◆ **Exercise directions**: Print the records below again line for line, changing nothing.

◆ **Materials provided**:
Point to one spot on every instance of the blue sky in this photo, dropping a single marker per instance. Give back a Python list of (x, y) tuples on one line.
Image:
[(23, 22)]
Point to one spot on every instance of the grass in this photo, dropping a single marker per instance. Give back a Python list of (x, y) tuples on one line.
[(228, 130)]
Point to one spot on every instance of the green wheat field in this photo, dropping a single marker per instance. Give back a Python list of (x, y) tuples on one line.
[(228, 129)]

◆ **Solution for this problem**:
Point to one spot on every instance of the blue sky in this photo, dropping a single marker per instance. Give back a Python list of (x, y) tuples on one line.
Image:
[(23, 22)]
Point to one spot on every instance of the grass in this photo, dropping a single marker per instance. Give back a Python list of (x, y) tuples on one line.
[(228, 130)]
Point to one spot on every instance of the green wheat field in this photo, dropping a single marker per instance. Give back a Python list of (x, y) tuples on one line.
[(228, 129)]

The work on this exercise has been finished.